▶ **WHAT TO WORK ON**: Copy out, word for word, everything in the records below from the line containing "above contains concrete" down to the line containing "587, 188, 640, 196", including both of those lines.

▶ **MATERIAL**:
▽

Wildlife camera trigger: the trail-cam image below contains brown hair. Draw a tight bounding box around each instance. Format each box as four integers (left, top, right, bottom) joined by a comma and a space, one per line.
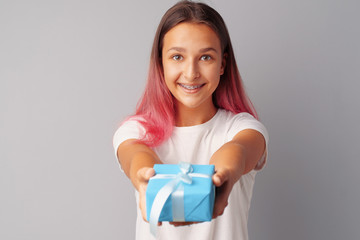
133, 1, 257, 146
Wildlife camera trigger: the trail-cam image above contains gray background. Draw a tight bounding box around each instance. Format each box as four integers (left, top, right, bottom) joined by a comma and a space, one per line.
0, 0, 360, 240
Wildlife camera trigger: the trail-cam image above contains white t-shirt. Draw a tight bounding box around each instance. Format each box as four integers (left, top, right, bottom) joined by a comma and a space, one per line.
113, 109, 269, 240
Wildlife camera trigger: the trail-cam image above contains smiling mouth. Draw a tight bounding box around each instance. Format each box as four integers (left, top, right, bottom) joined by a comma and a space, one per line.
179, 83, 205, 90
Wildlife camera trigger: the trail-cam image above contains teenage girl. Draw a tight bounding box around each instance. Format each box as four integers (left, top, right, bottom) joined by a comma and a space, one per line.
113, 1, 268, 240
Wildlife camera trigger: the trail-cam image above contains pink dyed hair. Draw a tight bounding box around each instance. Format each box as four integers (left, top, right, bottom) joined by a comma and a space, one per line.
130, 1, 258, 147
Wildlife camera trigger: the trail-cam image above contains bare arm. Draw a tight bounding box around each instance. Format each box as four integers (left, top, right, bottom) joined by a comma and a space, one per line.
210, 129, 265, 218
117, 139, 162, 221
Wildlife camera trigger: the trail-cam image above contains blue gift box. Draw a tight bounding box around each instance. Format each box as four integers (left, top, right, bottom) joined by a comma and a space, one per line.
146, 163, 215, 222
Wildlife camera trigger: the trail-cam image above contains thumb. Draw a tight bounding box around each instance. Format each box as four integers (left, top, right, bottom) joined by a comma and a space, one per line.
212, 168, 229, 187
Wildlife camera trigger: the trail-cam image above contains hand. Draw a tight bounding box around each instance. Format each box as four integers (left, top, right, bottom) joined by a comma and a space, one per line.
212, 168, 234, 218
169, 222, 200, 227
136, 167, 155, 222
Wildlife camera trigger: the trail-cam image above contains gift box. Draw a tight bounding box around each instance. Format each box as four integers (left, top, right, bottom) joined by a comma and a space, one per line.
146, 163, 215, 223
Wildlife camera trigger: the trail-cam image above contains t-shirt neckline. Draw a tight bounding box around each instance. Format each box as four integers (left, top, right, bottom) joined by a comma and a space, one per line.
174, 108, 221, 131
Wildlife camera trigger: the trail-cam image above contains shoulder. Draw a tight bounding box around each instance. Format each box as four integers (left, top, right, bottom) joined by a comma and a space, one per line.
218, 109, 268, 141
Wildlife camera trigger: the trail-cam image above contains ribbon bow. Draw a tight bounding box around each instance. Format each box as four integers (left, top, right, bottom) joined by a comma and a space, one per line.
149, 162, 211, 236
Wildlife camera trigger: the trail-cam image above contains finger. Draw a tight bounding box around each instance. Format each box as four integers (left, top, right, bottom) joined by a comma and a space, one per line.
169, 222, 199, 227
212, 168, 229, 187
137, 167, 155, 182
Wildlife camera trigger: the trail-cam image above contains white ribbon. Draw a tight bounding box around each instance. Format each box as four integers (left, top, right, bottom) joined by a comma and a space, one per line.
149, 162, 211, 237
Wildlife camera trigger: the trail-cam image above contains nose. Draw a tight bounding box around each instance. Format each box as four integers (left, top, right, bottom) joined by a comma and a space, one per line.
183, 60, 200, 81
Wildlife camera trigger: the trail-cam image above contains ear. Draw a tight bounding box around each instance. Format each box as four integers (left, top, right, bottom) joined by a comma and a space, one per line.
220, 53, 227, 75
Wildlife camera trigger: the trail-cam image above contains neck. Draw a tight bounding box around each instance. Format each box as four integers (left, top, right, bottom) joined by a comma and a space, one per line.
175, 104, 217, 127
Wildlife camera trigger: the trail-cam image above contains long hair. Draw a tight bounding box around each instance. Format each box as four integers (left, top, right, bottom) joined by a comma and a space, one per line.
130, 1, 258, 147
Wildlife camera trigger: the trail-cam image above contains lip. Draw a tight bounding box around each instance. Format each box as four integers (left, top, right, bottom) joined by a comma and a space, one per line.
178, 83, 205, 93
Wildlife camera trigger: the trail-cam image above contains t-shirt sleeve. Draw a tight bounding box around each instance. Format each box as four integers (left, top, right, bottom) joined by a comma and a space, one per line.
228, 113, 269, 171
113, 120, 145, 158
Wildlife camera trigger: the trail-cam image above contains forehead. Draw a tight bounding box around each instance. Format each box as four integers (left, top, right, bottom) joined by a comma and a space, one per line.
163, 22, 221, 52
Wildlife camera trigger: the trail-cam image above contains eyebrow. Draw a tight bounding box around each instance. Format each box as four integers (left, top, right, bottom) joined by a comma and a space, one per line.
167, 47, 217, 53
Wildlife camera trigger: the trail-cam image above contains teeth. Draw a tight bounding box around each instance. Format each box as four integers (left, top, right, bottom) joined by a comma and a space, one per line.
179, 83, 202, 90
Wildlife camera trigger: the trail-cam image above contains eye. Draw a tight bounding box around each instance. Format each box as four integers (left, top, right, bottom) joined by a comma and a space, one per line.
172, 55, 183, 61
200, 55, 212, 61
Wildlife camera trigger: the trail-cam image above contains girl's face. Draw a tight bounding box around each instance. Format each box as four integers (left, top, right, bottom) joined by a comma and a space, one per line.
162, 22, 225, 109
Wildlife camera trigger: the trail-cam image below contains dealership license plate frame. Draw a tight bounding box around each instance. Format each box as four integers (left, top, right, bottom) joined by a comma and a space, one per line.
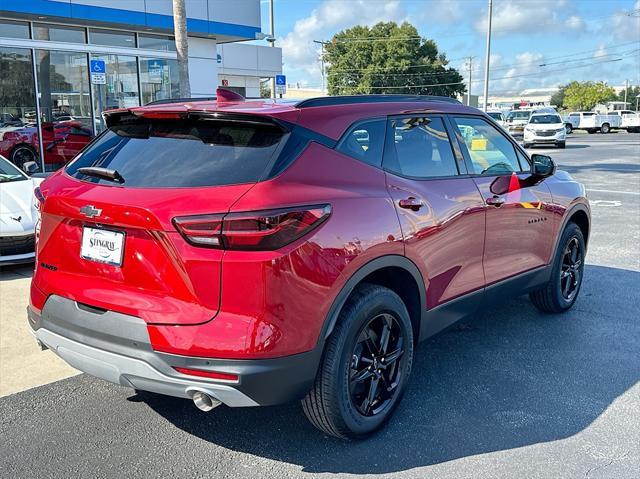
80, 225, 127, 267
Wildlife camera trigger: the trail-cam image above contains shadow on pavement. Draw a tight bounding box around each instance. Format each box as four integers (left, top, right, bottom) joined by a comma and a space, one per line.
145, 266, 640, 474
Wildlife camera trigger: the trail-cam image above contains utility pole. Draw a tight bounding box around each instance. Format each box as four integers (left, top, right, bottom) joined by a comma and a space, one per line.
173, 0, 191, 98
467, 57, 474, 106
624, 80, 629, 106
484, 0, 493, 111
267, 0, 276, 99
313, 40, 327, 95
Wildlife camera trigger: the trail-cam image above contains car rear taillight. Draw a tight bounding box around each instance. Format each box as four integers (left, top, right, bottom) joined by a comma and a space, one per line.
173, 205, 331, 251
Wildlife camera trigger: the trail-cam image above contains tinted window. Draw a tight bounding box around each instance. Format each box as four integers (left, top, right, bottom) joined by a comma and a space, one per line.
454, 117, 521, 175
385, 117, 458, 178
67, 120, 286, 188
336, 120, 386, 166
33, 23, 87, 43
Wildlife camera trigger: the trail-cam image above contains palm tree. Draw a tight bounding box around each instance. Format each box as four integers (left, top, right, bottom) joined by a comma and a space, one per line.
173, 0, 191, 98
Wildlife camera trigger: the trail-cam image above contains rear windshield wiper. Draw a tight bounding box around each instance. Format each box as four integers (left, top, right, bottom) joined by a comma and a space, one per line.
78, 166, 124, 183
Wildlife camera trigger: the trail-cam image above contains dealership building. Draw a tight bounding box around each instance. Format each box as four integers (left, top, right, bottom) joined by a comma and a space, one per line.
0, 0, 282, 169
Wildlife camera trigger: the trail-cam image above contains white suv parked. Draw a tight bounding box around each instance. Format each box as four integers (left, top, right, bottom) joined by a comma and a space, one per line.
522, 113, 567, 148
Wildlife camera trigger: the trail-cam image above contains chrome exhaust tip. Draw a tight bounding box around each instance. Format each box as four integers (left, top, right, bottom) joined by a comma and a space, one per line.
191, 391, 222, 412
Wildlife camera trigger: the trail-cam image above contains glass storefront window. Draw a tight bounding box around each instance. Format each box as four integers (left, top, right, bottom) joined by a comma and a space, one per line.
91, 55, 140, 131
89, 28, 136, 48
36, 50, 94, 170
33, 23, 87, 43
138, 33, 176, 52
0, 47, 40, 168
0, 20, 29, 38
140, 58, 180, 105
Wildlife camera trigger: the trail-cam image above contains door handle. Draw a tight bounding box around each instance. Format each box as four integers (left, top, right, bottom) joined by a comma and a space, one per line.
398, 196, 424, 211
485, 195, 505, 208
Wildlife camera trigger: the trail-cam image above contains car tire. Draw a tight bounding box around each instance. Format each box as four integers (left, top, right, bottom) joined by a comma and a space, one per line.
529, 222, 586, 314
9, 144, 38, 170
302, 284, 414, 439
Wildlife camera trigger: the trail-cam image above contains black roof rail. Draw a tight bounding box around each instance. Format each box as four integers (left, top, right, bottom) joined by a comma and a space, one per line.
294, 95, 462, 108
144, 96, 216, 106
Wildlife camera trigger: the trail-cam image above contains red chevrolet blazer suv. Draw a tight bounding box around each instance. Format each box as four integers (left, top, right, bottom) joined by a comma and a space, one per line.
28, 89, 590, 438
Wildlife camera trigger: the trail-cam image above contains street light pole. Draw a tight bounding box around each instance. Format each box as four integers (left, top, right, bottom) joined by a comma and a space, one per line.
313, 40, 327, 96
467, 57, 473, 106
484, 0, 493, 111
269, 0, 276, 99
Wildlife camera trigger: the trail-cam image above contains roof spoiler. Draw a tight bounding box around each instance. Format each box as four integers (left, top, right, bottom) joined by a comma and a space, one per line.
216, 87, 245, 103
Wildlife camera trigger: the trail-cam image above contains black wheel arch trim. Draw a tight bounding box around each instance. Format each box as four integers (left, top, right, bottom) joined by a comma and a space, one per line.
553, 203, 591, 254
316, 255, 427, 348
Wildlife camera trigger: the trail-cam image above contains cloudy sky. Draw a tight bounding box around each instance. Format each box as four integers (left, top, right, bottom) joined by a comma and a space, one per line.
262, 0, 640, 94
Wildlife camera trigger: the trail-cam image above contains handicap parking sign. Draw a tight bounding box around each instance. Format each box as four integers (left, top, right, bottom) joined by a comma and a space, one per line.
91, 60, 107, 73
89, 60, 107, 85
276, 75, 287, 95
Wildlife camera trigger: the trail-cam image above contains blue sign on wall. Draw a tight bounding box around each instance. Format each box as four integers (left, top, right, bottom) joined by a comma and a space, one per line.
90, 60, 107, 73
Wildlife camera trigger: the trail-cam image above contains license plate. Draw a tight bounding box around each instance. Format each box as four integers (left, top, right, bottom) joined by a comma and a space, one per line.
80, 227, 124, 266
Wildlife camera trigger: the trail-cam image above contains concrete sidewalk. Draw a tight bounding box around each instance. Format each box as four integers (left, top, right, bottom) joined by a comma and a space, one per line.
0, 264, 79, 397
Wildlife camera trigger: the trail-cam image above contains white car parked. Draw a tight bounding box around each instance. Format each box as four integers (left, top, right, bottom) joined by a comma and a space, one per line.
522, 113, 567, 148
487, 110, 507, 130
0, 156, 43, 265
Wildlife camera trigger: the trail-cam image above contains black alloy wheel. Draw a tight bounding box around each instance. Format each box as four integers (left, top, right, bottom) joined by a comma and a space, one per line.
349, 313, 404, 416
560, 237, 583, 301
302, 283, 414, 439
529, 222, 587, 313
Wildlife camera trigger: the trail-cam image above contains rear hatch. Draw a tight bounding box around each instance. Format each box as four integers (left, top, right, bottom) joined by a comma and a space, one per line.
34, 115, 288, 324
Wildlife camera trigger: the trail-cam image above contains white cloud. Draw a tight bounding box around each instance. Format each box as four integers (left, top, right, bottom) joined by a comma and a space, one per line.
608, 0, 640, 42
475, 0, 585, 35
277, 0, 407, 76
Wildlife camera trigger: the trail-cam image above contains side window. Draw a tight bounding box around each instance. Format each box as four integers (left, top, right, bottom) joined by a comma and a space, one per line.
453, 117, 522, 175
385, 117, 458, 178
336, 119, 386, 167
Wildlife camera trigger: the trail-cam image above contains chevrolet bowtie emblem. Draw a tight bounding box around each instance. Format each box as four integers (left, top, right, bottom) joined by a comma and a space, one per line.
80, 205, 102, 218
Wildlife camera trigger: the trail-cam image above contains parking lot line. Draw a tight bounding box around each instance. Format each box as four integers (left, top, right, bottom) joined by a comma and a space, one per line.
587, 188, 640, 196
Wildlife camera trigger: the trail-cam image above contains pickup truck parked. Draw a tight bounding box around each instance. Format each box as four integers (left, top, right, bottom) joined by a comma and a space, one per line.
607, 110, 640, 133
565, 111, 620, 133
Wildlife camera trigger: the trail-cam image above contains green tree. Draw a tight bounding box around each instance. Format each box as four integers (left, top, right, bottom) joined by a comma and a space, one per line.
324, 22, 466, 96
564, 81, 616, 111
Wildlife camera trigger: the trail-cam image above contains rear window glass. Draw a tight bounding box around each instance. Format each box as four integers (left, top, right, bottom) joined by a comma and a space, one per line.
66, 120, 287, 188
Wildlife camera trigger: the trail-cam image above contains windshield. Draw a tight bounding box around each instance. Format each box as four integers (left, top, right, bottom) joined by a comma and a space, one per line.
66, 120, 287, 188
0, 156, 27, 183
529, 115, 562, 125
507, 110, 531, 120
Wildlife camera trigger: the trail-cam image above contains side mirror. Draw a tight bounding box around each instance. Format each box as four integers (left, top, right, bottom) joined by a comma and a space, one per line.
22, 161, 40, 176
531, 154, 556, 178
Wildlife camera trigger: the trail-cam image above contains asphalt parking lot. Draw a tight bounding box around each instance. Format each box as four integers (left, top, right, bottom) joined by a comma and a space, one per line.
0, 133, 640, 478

△

▶ **ANSWER TO THE PROBLEM**:
Wildlife camera trigger: the trail-cam image above contains concrete sidewalk. Draw a tight bounding box around each instance. Format each box as four integers (left, top, right, bottom) joined by a comma and a space, one per line.
0, 264, 79, 397
Wildlife camera trigger: the trail-cam image above contains white car parked. Draw a tight bounding box around each instance. Format each box as four integers (left, top, right, bottom) joined by a comma and a space, one per line.
522, 113, 567, 148
487, 110, 507, 130
0, 156, 43, 265
Wildlife camera trigger: the trail-cam image above contains black alloy wheel. Draw a tight bounding box around each instance. Format each box as four integers (left, top, right, bottom) joined by a comma and a space, one per line.
349, 313, 404, 416
560, 237, 583, 301
302, 283, 414, 439
529, 222, 587, 313
Wildlife camera trigger: the trail-cam image above contains rear hatch. Draw a tight bounding box around each instance. Format each box as four integers (left, top, right, bottom) joined by a comma and a space, one per line.
34, 115, 288, 324
Wildlife camera trigger: the trail-cam image above contains white cloud. Draw a tight bounding box around each instance. Format each box as four integers (left, top, right, bottom) joined by a comma and a space, one per line.
608, 0, 640, 42
475, 0, 585, 35
277, 0, 407, 76
Wildlife camera trigger: the trail-cam image above contains side window. Draw a tight bounding box around each instance. Format each box as four integers (left, top, right, bottom) joined by a comma and a space, one per line.
453, 117, 522, 175
385, 117, 458, 178
336, 119, 386, 167
Wildlife camera trigger: the trail-cam image above contains chevrolet bowtie emblem. Draw a tight bounding box around each instance. Format each box as four integers (left, top, right, bottom) joined by a comma and a space, one per line.
80, 205, 102, 218
Wildlife camera trigger: the trail-cam image above contains parking lot line. Draw a tight bounding box around each instance. Format each box as four integers (left, top, right, bottom) joined by a comma and a space, one per line.
587, 188, 640, 196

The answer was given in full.